▶ WHAT IS EXPECTED
Beginning at the first line of the data, print each line exactly, stopping after the line that contains "# put a marker on the chunky".

[Referring expression data]
_ _ _
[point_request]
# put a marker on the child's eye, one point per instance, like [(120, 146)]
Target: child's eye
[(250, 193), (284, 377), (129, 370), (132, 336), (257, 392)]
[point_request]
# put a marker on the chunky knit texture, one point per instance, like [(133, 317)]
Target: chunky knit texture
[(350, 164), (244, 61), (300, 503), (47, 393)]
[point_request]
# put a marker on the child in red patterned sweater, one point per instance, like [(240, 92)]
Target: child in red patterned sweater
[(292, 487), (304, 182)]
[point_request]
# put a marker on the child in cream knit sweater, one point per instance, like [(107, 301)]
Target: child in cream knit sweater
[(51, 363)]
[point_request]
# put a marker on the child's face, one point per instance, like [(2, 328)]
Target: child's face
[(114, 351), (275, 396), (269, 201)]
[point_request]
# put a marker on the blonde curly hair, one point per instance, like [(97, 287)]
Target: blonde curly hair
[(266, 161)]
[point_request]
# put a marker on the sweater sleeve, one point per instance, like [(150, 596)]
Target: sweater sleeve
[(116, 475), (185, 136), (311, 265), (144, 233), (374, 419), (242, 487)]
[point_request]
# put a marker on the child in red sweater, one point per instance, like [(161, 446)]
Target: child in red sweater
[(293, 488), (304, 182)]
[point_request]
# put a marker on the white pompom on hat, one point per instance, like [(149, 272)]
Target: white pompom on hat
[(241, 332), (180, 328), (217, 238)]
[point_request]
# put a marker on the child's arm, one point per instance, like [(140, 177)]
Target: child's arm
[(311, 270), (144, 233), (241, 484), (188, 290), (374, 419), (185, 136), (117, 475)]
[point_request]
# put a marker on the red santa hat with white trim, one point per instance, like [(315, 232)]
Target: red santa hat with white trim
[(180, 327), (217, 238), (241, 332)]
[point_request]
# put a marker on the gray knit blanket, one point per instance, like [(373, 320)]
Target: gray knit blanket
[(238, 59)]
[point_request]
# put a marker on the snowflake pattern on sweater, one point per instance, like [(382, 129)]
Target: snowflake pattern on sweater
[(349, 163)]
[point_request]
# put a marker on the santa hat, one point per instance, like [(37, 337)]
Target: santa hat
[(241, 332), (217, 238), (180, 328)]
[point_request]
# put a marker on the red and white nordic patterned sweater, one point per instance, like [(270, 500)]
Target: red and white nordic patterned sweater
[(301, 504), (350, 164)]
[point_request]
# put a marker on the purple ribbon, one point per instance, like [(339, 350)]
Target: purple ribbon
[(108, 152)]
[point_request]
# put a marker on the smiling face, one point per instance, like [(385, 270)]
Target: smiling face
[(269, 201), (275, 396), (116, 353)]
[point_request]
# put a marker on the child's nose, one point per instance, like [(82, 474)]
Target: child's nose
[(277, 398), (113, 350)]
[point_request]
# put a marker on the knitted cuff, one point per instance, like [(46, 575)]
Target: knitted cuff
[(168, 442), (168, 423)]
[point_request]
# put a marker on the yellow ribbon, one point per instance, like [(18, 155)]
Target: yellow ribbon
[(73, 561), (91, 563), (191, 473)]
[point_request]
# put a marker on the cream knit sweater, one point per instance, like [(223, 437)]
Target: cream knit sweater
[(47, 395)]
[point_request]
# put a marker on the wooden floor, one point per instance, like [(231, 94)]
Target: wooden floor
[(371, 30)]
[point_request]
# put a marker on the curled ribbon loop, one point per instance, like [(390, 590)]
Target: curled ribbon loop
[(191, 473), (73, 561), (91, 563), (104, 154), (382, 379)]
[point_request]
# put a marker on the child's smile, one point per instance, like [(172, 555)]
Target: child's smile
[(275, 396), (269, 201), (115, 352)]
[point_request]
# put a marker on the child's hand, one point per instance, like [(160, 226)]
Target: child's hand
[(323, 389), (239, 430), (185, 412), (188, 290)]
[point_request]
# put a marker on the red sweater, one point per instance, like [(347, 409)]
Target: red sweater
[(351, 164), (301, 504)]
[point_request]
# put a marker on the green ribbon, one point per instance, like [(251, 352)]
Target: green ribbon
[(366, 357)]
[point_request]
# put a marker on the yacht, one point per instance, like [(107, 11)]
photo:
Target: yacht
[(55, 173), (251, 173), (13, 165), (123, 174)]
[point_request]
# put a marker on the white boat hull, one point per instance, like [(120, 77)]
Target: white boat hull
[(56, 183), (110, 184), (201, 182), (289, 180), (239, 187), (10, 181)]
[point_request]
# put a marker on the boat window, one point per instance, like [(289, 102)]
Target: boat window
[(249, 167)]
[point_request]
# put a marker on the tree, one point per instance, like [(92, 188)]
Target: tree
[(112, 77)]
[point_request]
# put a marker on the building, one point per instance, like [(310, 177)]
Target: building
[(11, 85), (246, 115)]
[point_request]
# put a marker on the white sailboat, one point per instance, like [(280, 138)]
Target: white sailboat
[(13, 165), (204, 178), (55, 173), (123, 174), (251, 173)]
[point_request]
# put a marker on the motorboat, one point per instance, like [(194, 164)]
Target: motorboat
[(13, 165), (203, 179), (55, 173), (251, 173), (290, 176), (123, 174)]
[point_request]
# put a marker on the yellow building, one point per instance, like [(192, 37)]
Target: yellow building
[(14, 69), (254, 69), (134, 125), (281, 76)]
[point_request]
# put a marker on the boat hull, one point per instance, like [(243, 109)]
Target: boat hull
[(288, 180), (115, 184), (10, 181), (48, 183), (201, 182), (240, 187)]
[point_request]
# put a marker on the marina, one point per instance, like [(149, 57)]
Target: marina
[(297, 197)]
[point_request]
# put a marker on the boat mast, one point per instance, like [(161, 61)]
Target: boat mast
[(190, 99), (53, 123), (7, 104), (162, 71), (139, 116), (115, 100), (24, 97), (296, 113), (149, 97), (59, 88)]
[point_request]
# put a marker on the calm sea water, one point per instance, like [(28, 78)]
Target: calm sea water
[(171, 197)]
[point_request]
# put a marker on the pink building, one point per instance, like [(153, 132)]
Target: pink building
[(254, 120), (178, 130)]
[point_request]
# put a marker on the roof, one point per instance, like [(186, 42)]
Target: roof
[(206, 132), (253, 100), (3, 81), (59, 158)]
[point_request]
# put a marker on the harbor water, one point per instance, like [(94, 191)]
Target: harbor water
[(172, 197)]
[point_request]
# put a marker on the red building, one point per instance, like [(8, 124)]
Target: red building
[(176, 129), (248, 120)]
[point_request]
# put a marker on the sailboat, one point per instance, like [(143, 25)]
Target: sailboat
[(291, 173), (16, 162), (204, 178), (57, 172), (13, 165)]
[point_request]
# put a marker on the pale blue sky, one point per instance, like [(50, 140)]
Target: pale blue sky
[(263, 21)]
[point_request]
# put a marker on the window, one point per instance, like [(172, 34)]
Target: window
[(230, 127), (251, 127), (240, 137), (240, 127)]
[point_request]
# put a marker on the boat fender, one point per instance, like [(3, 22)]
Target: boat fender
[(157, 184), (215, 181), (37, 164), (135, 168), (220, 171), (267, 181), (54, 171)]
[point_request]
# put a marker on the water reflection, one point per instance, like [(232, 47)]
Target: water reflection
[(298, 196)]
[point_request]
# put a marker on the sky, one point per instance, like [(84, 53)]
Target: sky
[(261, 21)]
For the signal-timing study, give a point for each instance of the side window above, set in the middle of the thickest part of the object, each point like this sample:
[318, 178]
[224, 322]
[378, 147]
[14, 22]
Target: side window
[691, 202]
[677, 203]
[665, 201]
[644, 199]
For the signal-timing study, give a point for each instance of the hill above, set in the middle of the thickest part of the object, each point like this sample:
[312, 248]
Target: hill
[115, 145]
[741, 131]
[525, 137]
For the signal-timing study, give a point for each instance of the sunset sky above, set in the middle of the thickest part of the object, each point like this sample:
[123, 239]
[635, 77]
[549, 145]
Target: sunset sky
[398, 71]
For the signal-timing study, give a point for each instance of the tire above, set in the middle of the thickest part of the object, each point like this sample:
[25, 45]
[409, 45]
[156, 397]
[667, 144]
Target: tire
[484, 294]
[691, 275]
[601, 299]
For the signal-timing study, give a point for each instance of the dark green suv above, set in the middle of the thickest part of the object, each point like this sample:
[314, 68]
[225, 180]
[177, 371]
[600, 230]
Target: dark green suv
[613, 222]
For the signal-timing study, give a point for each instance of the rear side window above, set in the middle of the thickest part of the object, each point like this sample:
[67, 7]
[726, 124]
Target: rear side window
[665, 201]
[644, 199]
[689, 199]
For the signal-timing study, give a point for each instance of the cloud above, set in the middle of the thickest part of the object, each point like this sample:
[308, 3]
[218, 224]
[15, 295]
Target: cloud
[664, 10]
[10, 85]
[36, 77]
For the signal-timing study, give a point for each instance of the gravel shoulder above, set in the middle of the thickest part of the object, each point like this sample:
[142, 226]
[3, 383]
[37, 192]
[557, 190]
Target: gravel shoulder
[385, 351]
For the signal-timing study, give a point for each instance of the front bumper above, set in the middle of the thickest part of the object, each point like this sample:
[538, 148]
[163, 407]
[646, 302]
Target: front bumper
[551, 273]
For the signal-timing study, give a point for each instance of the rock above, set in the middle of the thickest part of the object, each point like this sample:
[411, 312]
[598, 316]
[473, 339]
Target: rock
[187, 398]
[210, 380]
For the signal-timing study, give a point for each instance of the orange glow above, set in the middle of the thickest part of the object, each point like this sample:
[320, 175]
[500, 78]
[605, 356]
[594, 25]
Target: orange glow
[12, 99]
_ _ _
▶ RESULT OF THIS TASK
[point_request]
# put a marker on the child's eye, one point per instance, like [(120, 146)]
Target: child's eye
[(250, 193), (284, 377), (129, 370), (132, 336), (257, 392)]
[point_request]
# put a marker on the chunky knit texture, one point per instance, like [(133, 317)]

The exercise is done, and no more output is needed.